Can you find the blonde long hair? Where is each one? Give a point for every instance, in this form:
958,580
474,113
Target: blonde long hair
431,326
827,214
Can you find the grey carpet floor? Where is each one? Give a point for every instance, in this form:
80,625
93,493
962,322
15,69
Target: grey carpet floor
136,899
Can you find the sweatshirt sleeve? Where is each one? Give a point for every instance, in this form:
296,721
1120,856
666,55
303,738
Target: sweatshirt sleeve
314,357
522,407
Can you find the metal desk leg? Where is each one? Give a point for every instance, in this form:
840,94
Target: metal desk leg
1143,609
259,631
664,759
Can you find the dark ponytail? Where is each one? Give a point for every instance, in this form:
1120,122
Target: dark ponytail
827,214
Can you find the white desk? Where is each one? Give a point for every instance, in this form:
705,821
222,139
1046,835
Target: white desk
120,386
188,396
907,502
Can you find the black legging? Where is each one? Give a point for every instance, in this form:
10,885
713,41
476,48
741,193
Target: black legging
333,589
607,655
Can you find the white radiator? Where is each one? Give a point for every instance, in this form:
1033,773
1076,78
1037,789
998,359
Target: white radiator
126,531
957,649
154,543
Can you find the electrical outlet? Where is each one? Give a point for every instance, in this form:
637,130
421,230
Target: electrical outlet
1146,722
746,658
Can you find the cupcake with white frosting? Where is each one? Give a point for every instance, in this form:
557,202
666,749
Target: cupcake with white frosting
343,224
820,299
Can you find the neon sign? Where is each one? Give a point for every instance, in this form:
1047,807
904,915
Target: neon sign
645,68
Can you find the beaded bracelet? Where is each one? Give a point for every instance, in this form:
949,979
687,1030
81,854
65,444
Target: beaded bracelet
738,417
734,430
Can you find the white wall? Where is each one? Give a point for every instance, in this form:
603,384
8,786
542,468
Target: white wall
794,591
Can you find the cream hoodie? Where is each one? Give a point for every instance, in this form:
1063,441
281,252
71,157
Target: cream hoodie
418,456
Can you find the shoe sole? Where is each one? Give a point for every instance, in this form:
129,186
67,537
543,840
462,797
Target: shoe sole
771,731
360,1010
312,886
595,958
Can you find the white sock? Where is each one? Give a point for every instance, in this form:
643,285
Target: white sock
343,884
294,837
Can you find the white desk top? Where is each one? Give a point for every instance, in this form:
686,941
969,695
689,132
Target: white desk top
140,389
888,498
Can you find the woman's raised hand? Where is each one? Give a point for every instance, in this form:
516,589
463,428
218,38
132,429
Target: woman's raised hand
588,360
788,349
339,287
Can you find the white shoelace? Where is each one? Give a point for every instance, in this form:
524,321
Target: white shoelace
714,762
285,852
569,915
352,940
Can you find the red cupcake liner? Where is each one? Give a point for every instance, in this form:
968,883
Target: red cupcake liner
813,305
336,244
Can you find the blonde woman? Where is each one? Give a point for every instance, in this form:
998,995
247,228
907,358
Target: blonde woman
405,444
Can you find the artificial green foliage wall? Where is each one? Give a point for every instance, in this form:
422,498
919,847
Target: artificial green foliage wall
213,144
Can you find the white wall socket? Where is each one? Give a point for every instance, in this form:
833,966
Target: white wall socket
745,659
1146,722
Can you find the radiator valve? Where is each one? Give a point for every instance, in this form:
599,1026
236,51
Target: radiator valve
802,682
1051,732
⁂
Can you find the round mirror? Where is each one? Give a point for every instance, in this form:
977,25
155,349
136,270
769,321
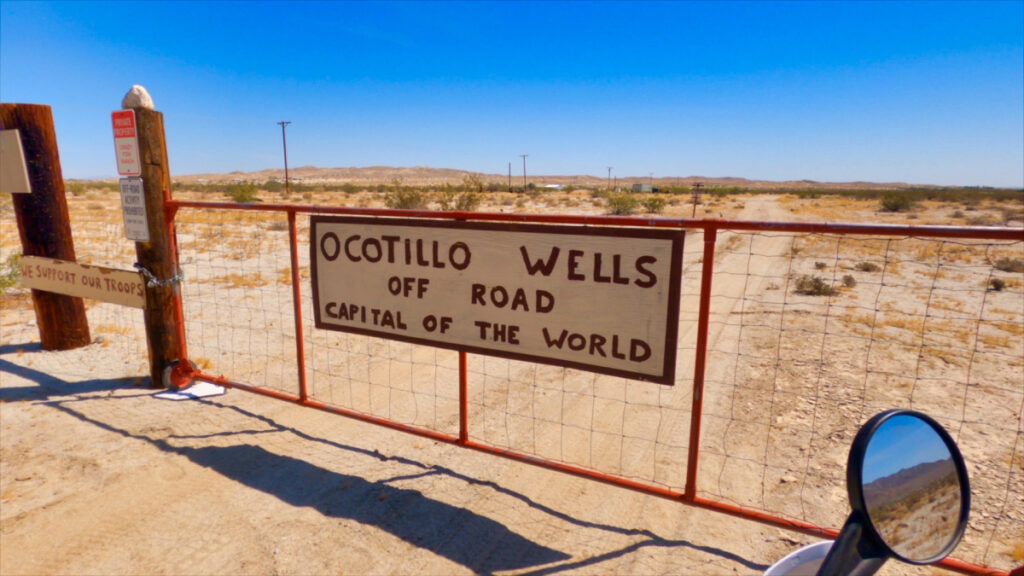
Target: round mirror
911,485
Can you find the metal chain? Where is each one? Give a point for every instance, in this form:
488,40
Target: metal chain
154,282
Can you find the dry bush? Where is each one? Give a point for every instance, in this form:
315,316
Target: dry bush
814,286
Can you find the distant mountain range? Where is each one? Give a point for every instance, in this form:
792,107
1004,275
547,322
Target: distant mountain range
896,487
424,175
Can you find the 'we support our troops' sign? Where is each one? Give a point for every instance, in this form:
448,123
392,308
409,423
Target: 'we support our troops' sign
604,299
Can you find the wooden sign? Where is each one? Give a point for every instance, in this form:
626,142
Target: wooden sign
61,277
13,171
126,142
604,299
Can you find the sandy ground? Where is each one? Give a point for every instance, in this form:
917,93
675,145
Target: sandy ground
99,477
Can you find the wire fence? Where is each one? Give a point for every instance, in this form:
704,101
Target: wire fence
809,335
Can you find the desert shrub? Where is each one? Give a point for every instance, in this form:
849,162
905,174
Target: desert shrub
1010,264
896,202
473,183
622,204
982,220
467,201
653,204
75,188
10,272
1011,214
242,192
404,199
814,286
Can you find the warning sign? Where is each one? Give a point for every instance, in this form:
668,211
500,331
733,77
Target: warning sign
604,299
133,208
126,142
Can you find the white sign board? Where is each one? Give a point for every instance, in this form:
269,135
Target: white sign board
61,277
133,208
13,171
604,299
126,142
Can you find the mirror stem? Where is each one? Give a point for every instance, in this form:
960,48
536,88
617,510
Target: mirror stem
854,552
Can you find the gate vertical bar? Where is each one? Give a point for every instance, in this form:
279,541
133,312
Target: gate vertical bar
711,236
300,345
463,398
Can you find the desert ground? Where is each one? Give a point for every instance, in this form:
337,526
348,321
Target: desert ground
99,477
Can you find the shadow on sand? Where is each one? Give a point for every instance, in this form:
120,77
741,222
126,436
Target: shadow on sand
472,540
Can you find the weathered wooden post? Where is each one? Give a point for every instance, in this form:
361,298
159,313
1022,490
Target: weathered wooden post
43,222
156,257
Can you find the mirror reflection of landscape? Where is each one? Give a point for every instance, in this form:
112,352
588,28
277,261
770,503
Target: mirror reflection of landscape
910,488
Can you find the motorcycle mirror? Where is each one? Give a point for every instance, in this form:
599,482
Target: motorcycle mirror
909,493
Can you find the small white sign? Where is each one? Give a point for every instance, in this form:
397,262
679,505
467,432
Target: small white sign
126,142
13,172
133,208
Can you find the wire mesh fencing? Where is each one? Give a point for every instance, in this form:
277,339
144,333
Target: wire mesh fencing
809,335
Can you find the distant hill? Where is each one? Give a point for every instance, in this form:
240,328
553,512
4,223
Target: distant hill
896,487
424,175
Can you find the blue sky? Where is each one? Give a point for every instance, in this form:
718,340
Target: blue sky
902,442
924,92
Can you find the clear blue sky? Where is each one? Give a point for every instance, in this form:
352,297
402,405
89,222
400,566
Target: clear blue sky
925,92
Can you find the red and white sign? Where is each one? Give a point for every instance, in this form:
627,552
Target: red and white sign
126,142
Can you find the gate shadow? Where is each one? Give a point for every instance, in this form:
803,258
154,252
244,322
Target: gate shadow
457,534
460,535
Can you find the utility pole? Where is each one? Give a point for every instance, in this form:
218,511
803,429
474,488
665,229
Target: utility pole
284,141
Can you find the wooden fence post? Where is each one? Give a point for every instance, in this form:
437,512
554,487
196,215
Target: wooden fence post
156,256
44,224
⁂
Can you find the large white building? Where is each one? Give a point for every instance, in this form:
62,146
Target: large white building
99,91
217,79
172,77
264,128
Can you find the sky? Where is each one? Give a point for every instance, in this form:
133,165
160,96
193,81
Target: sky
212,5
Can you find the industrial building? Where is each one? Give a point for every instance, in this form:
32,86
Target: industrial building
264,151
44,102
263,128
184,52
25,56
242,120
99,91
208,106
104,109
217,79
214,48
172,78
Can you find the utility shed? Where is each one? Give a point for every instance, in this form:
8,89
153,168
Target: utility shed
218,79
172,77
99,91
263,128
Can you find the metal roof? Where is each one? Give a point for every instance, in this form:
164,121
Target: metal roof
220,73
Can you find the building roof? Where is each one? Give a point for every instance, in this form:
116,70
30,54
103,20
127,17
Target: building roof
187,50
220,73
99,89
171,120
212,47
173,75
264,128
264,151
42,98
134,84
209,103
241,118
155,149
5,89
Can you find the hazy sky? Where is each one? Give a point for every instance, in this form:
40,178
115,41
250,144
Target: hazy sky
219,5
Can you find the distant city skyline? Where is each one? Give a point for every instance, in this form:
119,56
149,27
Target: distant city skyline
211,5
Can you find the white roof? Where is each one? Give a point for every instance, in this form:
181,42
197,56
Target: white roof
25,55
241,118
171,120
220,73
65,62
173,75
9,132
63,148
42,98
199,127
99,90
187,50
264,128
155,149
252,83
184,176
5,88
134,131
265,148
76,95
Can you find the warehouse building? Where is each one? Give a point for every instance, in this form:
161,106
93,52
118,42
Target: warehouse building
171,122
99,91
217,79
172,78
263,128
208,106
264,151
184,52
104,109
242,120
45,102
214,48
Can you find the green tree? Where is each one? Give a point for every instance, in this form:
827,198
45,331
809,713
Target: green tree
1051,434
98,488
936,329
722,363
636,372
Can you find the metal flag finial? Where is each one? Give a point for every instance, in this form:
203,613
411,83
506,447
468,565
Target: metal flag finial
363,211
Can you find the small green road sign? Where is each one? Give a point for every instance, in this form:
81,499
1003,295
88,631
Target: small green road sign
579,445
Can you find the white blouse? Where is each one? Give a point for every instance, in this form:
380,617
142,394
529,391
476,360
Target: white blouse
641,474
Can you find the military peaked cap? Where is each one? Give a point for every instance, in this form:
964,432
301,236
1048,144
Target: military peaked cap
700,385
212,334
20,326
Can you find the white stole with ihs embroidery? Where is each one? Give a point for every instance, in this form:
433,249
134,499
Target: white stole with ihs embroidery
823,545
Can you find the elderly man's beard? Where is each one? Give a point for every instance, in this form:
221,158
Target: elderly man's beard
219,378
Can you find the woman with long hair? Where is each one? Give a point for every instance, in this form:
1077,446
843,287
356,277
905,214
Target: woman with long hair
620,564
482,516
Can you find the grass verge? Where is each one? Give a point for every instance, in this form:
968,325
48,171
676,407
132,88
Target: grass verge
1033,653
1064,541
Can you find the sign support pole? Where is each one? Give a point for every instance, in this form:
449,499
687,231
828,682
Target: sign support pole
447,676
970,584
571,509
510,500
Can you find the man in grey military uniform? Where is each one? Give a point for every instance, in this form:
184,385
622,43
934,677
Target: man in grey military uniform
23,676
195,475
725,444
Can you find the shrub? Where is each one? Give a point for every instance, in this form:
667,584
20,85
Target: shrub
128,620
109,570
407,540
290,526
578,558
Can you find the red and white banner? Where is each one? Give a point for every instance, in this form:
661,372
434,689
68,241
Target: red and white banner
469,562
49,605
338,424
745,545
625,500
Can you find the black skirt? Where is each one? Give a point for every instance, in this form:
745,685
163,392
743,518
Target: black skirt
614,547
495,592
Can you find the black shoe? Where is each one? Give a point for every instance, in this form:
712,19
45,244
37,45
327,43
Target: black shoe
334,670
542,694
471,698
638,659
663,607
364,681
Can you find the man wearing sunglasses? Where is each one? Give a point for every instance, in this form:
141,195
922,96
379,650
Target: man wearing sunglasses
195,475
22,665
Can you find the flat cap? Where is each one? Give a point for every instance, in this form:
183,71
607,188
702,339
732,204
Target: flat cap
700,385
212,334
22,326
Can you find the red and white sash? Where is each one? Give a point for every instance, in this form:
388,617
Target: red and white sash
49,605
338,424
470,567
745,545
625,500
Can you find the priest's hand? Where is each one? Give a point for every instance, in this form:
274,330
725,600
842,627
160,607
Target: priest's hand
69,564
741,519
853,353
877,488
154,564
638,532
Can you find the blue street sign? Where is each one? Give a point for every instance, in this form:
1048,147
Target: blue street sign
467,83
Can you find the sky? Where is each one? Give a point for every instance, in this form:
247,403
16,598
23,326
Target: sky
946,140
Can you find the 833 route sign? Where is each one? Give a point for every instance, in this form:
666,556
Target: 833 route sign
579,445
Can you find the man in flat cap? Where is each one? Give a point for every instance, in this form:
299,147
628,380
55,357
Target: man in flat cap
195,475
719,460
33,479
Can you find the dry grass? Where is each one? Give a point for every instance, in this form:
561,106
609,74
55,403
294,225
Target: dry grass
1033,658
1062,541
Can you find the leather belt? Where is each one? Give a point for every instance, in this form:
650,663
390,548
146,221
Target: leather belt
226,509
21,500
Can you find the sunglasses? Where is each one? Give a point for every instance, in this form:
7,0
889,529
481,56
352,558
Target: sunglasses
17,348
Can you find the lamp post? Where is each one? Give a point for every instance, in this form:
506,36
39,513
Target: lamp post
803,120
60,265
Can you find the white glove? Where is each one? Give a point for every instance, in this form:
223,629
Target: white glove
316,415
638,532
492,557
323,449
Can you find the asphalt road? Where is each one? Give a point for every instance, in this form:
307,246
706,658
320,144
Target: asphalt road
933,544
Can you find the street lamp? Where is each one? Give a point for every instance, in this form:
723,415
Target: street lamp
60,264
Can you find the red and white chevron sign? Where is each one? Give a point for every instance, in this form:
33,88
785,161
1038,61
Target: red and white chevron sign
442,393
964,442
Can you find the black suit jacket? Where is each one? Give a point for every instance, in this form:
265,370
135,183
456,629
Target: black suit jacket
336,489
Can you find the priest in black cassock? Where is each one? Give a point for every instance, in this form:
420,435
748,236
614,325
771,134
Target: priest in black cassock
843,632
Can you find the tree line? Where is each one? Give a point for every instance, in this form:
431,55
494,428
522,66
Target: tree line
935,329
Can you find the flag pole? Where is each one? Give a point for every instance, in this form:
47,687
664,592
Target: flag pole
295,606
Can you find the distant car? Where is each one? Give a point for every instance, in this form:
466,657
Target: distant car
⁂
> _TASK TO CARRY OUT_
Find every line in the entries above that contains the word "large" and copy each one out. Case counts.

> _SOLUTION FOR THIS PROBLEM_
Can you find the large white building? Where is each one? Give a point for every instance, in this form:
Target: large white building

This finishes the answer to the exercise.